## Ejercicios
**1)** Escribe los nombres de todas las personas que publican en el hilo del foro sobre cómo ejecutar una fórmula según el valor de otra celda. Pon cada nombre una sola vez.
**2)** Copia las entradas desde la primera línea hasta la línea que contiene "31;0;1174;857", esta incluida. Cambia "yellow flame" por "orange flame" y deja todo lo demás igual.

## Hilo del foro

'''

# Como ejecutar formula en una celda dependiendo del valor de otra



## Aretradeser (Oct 27, 2013)

En tres celdas determinadas de una Hoja, utilizo la fórmula "*MIN*" para calcular el valor mínimo de los valores de esas tres celdas. Lo que necesito es que en otra celda, se ejecute una fórmula específica, dependiendo de la celda en la que se encuentre el valor mínimo.Si el mínimo se encuentra en la columna X, fila Y, la fórmula debe ejecutarse únicamente en la la columna X-2, fila Y-1 (es decir dos columnas menos en la que se encuentra la celda con el mínimo calculado y una fila menos.
Ejemplo: si el mínimo se encuentra en la "K24", la formula se ejecute en la "I23"; si se encuentra en la "H24", se ejecute en la "F23"; y si estuviera en la E24, se ejecutase en la C23.
Muchas gracias.
Saludos.


----------



## bmacias (Oct 30, 2013)

Una formula no puede asignar un valor o formula a otra celda/casilla.  

Lo que intentas hacer se podria hacer usando condicionales pero tendrias que ponerlas en la "I23", "F23"  y "C23" respectivamente.

Saludos.


----------



## Aretradeser (Oct 30, 2013)

Y qué fórmula sería esa. Se podría hacer a través de una macro?
Gracias.


----------



## Greg Truby (Nov 1, 2013)

Todavía no estoy seguro si habrá o no habrá una solución posible al problema que usted describe.  ¿Podría usted proveernos con unos ejemplos con datos y con los resultados deseados?


----------



## Héctor Miguel (Nov 1, 2013)

procura NO ser "críptico" en tus consultas, p.e.

'''

## Entradas
'''

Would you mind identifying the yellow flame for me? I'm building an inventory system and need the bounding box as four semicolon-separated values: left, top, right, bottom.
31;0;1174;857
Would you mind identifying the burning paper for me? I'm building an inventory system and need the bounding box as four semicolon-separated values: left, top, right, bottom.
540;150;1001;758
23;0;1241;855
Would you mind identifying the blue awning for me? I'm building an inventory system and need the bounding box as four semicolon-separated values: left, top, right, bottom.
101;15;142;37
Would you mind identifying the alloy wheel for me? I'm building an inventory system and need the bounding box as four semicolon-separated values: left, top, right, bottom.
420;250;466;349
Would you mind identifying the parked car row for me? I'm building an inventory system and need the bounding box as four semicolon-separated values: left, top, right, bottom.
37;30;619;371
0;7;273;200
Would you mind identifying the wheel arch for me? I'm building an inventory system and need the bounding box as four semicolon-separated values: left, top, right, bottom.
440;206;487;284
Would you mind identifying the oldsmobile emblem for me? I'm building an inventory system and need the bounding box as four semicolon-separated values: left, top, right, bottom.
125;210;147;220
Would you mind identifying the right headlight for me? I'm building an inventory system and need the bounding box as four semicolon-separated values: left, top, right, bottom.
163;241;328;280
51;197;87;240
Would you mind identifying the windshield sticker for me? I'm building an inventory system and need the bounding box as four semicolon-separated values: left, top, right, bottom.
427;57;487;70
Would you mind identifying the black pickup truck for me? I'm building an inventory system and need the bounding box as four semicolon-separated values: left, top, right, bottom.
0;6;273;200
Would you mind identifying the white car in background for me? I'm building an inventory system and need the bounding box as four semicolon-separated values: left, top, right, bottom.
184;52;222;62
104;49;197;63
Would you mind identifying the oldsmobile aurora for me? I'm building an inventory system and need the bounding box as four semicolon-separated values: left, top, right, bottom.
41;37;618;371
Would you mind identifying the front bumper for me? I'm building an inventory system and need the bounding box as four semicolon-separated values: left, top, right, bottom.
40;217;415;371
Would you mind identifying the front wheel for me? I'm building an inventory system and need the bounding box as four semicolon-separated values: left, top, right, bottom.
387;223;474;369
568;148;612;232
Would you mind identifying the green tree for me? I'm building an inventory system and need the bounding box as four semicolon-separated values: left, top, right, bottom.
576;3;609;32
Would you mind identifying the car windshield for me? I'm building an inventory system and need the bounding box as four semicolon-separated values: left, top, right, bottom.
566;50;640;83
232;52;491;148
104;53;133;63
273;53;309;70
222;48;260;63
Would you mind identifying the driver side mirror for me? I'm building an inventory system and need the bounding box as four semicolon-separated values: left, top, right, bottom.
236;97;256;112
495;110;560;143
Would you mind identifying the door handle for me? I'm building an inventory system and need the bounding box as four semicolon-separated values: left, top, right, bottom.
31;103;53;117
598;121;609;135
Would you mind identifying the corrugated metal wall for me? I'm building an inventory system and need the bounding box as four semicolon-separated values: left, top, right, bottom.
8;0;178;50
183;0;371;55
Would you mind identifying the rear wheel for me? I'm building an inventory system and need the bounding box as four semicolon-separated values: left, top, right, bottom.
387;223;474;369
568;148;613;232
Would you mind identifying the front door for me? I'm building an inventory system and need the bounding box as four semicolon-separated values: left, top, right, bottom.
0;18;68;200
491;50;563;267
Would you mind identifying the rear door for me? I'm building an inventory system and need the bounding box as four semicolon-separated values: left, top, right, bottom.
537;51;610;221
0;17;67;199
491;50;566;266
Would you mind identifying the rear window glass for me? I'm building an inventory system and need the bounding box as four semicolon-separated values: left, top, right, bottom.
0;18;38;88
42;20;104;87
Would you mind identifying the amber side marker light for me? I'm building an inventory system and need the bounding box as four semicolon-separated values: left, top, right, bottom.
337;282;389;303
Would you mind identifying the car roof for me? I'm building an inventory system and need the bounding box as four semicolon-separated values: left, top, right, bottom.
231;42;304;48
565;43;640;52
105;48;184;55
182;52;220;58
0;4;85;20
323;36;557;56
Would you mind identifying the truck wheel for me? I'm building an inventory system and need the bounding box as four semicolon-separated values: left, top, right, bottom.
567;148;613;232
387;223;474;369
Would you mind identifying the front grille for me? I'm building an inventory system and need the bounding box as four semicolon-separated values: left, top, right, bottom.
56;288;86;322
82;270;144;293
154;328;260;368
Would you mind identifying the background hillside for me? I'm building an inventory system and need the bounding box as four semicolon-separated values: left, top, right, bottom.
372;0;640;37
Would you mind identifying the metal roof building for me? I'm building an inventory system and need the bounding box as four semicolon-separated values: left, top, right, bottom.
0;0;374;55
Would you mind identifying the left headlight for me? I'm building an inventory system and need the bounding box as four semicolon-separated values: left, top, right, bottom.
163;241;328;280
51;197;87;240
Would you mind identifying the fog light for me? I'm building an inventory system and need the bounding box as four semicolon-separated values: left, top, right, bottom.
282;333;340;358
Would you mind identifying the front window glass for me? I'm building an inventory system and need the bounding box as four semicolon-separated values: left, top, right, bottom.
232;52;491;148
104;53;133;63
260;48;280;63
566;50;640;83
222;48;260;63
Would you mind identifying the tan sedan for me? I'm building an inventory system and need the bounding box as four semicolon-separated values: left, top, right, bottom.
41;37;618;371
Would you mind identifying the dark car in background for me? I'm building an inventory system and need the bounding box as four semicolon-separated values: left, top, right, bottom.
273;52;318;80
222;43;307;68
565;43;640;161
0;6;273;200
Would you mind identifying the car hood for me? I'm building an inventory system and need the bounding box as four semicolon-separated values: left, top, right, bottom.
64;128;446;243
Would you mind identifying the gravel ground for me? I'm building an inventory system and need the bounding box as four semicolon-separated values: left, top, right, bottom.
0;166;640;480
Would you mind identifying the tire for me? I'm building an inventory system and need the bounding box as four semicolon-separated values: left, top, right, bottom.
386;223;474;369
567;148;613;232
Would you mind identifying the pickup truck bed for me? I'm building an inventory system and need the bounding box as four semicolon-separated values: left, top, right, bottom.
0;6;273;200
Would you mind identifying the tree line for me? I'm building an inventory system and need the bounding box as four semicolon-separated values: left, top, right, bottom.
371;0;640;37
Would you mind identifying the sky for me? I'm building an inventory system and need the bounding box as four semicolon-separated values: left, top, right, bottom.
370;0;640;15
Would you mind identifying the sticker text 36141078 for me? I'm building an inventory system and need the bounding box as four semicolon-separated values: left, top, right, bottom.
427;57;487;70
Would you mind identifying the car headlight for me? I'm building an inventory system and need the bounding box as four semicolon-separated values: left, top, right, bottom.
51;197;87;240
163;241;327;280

'''

## Soluciones
**1)** Aretradeser, bmacias, Greg Truby, Héctor Miguel

**2)**
Would you mind identifying the orange flame for me? I'm building an inventory system and need the bounding box as four semicolon-separated values: left, top, right, bottom.
31;0;1174;857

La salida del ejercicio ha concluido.